> **Work required**:
How many lines of the entries below contain the string "background", counting only matches with the same capitalization? Reply with the number alone.

> **Input records**:

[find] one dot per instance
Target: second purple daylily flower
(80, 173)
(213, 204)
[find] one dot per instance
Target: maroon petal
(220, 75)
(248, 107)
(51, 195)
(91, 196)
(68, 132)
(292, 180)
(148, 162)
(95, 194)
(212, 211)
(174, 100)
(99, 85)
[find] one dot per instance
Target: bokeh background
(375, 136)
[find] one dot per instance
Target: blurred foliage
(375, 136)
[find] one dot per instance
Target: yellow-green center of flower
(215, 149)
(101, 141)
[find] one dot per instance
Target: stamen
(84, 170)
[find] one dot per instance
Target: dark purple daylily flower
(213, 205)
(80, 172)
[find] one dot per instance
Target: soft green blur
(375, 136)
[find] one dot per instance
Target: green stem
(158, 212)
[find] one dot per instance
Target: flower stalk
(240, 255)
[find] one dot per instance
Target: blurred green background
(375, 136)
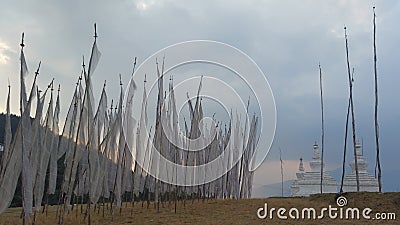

> **Answer for the task**:
2